**ESERCIZIO SCRITTO 1:**
Nel brano sull'album Watching Movies With the Sound Off, per quale rivista Jordan Sargent scrisse un profilo di Mac?
**ESERCIZIO SCRITTO 2:**
Prosegua il brano sull'album Watching Movies With the Sound Off, riprendendo subito dopo la sua ultima frase.

Quando uscì nel 2013, però, Watching Movies With the Sound Off fu una sorpresa sia per i suoi fan che per i critici. Mac parlava di crisi esistenziali, non sembrava interessato a bere durante il giorno e si era messo dietro un team di produttori che ignorava qualsiasi confine di genere: tra i nomi coinvolti c'erano Pharrell Williams, Clams Casino e Tyler, The Creator. Data la prima parte della sua carriera, nessuno si sarebbe aspettato che un giorno Mac sarebbe apparso su una traccia con Earl Sweatshirt a rappare di "geroglifici, pirotecnica, metafisica". Nessuno dei suoi detrattori si aspettava che un ragazzino che aveva fatto jackpot con le sue prime, semplici cose avesse il coraggio di ripartire da zero.

Ma aveva solo 21 anni, Mac, e stava ancora capendo chi era. Jordan Sargent, che aveva distrutto Blue Slide Park in una recensione per Pitchfork, scrisse un suo profilo per SPIN raccontando di un ragazzo più che volenteroso ad aprirsi e a parlare dei problemi che aveva solo cominciato ad affrontare: un uso malsano di narcotici, un tour che aveva venduto meno biglietti del previsto, un ego ferito. Mac era un artista che concepiva sé stesso a partire da questa capacità di aprirsi. Artisti in cerca di rispetto avrebbero potuto cercare una scorciatoia, scrivere un album più superficialmente "serio", o "cupo". Mac, invece, scelse di essere semplicemente il più onesto possibile.

**Voci tratte da un dataset di annotazione:**
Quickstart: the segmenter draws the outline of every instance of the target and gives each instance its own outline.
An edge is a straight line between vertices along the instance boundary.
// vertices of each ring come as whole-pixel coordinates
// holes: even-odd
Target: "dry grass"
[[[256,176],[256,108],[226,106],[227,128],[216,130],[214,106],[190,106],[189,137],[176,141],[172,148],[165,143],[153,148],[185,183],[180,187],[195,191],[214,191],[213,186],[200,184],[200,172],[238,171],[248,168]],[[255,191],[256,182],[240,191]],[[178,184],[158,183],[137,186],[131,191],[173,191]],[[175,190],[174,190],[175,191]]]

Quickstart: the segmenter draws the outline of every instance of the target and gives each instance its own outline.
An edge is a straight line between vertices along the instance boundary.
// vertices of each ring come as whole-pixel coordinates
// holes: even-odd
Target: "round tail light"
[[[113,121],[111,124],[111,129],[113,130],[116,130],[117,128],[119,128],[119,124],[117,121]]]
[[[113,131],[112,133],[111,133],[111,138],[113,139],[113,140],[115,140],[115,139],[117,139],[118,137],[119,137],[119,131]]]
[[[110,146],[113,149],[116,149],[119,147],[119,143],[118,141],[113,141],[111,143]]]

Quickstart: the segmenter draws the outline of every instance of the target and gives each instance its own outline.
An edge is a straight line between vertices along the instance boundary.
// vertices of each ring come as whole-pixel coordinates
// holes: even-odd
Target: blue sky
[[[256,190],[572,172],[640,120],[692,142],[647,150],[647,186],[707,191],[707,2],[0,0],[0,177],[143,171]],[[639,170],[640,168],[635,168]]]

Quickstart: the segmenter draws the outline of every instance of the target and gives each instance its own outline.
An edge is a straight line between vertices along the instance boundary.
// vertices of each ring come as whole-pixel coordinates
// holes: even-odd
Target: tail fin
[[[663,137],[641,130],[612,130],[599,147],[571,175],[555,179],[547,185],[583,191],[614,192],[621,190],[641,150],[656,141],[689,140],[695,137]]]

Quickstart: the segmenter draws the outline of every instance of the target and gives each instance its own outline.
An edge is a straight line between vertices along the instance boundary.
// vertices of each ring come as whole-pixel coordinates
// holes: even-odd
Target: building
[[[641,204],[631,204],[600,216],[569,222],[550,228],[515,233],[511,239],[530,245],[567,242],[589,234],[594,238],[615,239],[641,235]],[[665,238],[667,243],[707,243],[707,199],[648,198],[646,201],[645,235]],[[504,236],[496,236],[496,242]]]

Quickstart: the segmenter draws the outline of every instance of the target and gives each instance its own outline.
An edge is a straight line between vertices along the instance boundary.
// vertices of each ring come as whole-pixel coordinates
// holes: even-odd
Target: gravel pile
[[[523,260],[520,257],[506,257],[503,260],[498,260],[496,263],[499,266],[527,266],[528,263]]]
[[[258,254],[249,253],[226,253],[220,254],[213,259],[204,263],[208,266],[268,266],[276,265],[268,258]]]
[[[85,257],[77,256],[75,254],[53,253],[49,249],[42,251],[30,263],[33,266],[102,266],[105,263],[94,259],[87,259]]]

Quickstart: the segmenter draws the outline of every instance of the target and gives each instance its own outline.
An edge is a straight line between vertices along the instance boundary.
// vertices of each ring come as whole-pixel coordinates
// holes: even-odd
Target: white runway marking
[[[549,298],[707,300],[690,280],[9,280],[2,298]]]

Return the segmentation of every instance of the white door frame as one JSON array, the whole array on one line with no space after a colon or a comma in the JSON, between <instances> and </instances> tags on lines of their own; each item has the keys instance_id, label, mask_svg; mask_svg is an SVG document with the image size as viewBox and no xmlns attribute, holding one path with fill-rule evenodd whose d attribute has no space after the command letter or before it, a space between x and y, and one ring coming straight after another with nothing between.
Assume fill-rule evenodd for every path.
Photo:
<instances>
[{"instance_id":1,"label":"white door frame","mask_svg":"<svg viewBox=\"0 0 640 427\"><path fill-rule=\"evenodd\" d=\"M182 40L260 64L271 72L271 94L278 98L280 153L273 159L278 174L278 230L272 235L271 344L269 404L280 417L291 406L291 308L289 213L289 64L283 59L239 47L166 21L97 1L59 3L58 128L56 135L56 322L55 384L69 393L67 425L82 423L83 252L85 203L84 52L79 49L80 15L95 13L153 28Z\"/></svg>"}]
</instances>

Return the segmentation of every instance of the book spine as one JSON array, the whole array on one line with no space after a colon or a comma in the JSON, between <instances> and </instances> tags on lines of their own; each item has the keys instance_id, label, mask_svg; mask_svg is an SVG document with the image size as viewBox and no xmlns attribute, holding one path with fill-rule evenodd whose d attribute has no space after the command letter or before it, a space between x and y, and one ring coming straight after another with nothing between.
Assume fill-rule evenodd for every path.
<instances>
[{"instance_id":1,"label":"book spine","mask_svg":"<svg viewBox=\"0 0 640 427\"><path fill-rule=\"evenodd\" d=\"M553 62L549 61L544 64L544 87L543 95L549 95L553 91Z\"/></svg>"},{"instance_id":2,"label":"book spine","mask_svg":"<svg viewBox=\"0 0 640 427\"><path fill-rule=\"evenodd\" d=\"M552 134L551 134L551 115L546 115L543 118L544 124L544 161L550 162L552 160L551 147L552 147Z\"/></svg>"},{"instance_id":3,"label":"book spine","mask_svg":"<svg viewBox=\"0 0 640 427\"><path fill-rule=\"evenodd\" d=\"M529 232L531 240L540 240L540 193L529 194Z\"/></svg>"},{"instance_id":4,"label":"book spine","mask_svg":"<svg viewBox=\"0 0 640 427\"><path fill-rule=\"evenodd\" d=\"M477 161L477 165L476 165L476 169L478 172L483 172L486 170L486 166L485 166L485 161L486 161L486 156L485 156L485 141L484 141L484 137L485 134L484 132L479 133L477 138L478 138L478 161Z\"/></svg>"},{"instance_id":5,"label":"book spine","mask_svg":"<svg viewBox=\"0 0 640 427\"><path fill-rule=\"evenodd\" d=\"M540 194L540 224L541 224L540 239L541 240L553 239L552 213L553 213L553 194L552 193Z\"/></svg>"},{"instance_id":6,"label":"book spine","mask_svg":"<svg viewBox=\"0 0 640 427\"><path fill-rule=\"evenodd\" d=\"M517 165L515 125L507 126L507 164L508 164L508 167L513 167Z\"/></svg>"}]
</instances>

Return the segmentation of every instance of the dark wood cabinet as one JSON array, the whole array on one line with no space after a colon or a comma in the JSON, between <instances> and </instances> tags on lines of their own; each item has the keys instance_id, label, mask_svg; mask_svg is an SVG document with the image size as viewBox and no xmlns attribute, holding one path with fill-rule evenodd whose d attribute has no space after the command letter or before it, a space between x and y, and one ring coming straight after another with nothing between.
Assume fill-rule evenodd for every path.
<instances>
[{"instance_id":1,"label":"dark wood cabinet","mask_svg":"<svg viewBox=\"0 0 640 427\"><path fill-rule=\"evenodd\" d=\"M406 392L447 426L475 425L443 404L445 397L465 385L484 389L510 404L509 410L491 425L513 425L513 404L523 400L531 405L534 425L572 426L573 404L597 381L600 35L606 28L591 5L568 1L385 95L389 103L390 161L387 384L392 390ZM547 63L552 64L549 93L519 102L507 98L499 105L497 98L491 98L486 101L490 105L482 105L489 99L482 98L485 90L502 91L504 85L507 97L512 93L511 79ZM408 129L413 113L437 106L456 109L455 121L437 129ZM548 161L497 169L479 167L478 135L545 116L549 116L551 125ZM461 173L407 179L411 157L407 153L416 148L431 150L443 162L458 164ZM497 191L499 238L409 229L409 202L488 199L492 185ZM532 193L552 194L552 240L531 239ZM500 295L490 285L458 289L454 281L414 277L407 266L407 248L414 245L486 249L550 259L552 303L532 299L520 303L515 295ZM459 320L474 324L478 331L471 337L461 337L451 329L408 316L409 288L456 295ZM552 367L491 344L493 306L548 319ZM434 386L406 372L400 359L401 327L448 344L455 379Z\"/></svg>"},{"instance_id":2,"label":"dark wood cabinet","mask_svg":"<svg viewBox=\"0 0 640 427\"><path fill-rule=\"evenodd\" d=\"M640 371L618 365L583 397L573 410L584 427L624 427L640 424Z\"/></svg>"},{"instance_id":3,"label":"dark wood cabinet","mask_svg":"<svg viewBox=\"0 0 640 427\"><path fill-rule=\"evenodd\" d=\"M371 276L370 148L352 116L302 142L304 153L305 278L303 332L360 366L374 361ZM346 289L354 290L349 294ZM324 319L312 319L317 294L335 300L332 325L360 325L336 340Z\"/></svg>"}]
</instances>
...
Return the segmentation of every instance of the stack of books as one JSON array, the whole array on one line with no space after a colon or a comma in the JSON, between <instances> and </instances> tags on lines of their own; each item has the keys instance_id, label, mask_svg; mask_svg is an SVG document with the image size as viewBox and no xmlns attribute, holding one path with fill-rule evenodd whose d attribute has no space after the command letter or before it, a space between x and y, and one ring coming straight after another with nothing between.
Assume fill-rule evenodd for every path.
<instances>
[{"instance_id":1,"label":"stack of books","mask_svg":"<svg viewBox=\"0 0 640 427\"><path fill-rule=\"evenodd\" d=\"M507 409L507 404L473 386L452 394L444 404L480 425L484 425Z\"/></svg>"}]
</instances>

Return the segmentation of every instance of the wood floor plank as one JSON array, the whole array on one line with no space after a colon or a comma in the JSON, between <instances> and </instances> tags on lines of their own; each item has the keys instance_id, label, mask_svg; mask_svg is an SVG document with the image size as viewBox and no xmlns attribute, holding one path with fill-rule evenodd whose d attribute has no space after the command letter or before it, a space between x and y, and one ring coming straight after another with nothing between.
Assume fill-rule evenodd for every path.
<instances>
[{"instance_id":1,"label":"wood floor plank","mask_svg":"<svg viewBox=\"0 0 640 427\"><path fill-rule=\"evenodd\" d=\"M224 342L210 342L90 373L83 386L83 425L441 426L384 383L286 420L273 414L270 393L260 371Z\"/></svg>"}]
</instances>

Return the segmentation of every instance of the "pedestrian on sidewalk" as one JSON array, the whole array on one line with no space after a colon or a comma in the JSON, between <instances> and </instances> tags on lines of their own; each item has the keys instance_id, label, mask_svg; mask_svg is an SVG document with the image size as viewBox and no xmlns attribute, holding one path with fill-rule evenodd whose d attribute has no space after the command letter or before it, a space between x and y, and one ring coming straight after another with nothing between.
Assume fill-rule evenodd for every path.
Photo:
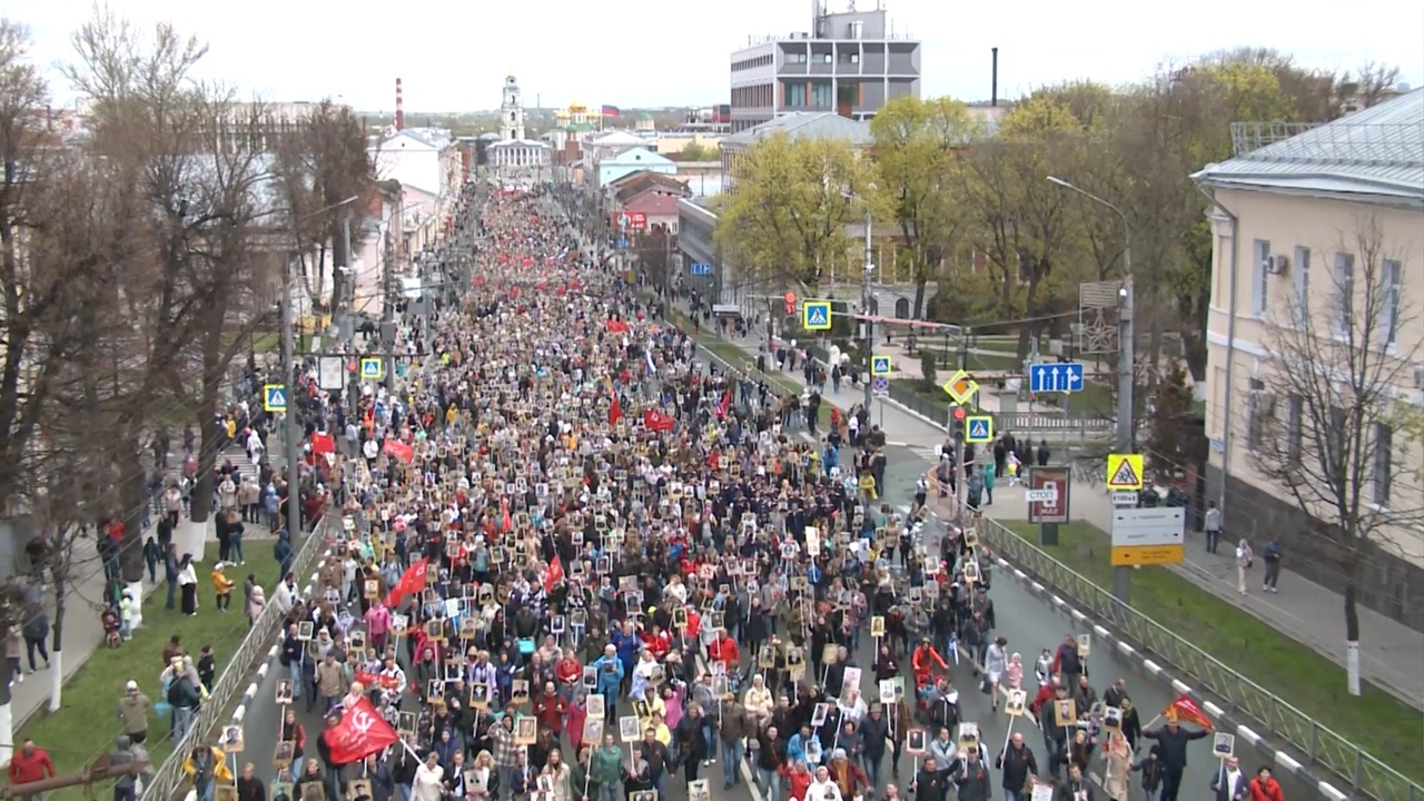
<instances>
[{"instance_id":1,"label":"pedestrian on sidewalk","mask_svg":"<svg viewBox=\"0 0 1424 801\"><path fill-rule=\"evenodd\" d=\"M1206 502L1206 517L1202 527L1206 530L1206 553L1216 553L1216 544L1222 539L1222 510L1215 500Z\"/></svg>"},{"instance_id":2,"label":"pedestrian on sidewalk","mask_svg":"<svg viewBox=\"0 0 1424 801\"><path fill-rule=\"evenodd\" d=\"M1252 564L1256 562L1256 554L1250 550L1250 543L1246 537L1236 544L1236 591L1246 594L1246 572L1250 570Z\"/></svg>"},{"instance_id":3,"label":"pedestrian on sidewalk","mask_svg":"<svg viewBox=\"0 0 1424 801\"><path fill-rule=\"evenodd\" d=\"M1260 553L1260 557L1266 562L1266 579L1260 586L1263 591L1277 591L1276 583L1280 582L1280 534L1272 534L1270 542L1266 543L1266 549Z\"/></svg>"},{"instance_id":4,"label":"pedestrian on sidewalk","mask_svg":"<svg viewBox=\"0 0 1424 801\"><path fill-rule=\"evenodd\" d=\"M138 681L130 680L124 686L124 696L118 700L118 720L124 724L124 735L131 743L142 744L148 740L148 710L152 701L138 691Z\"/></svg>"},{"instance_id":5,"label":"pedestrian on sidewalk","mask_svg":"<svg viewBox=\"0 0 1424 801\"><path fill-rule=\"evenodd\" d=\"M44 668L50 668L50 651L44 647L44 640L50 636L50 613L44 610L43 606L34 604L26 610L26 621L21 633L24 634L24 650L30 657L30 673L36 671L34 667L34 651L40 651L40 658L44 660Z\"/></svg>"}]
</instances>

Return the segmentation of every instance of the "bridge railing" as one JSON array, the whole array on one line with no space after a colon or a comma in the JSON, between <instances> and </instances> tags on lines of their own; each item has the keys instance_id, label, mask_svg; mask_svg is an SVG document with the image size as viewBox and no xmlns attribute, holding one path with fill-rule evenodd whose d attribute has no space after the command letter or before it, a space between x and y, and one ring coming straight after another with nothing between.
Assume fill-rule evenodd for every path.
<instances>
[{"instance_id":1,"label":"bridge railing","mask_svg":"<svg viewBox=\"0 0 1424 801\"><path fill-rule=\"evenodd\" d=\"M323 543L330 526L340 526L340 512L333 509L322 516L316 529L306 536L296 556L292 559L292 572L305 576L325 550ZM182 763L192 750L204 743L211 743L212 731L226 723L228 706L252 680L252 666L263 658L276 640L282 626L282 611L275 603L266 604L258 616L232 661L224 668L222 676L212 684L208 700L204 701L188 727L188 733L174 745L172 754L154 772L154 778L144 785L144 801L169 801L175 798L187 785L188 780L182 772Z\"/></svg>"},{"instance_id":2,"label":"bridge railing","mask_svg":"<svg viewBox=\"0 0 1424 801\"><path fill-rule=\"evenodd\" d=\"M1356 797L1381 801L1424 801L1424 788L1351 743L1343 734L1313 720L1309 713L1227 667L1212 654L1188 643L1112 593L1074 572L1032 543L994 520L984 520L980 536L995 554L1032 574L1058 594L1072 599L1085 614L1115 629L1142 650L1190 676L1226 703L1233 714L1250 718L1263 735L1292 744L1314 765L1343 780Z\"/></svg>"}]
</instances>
---
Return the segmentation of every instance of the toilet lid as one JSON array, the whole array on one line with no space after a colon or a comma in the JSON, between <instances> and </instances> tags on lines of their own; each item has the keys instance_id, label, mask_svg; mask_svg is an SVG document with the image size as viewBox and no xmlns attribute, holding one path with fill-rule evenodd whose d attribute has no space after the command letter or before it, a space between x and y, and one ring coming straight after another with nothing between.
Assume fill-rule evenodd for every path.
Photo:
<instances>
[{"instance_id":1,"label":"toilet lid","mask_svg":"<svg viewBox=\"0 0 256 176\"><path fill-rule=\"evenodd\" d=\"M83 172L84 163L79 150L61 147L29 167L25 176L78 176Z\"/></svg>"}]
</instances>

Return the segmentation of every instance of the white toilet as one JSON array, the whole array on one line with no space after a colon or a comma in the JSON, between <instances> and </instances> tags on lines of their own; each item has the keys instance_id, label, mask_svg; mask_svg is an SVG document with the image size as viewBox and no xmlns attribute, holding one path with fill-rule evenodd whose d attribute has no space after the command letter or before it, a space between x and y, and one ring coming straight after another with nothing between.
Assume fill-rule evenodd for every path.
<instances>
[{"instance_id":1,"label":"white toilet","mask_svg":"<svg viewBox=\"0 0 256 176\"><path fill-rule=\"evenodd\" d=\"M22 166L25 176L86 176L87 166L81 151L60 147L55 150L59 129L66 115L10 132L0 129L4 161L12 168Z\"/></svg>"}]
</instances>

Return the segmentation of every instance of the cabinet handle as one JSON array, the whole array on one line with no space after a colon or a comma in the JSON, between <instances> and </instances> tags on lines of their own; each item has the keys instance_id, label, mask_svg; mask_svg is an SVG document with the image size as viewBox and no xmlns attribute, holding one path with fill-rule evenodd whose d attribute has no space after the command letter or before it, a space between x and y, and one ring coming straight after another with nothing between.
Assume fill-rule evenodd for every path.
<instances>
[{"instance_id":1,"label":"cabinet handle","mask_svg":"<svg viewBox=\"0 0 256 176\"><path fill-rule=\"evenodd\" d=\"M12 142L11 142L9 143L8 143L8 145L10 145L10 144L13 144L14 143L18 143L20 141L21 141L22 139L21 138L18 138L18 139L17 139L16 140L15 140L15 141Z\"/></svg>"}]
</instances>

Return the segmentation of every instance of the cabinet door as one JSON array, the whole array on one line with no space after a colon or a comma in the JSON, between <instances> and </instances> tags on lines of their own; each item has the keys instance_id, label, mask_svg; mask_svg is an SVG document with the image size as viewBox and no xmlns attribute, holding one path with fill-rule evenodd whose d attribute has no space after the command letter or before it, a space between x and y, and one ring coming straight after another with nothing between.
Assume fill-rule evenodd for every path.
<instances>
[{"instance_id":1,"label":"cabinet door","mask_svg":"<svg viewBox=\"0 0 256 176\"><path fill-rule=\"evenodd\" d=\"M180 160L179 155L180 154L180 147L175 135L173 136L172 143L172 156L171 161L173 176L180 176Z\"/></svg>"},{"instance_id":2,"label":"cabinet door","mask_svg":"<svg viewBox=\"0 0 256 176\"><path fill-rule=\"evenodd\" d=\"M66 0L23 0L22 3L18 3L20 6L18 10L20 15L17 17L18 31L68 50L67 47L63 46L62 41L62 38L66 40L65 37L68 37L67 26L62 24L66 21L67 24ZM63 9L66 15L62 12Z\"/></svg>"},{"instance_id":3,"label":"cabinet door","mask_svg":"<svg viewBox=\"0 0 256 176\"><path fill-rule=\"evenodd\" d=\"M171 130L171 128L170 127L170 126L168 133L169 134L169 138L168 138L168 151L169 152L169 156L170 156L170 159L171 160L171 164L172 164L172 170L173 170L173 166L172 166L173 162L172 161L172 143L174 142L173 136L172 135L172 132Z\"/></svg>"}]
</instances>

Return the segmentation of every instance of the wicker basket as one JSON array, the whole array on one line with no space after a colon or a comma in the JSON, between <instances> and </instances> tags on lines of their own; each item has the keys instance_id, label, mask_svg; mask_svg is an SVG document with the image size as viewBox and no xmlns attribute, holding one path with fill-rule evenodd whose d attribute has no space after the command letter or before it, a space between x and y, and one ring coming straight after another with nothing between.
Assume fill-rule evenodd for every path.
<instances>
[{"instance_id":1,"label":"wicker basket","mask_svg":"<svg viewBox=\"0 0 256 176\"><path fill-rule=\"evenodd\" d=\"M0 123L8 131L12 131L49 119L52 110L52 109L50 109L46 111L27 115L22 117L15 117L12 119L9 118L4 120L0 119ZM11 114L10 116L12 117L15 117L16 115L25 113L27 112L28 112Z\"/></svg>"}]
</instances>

**ESITO DELL'ESERCIZIO 1:**
Per SPIN.

**ESITO DELL'ESERCIZIO 2:**
Quell'onestà sarebbe diventata la sua firma. Su GO:OD AM, pubblicato nel 2015, Mac raccontò con uno sguardo spietato il suo rapporto con la fama, le dipendenze e tutte le forze esterne che stavano governando la sua vita. "Le droghe non sono la soluzione, è semplice", ci disse. "Non ti ci vuoi sposare. Preferisco dormire con la mia ragazza che con una busta". The Divine Feminine, pubblicato l'anno successivo, era un ambizioso tributo alla femminilità che sarebbe potuto facilmente rivelarsi un buco nell'acqua, e invece trasudava calore. Sembrava volersi reinventare sempre, anche mentre si stava riprendendo dalla depressione, dalle dipendenze o da un cuore spezzato, e portava i suoi fan assieme a lui senza mai nascondere tutto il dolore che provava.

Sembrava, in quel periodo, che Mac si stesse dando una regolata. Era come se avesse un piede nel passato e uno nel futuro. Il fatto che Swimming debba essere la fine del suo viaggio è incredibilmente crudele. Mac Miller sarebbe potuto essere molte altre cose. Avrebbe potuto sperimentare. Avrebbe potuto perfezionare la sua musica. Avrebbe affrontato nuovi ostacoli, trovando nuove prospettive per superarli. Forse, prima o poi, avrebbe davvero creduto di poter nuotare e restare a galla senza problemi.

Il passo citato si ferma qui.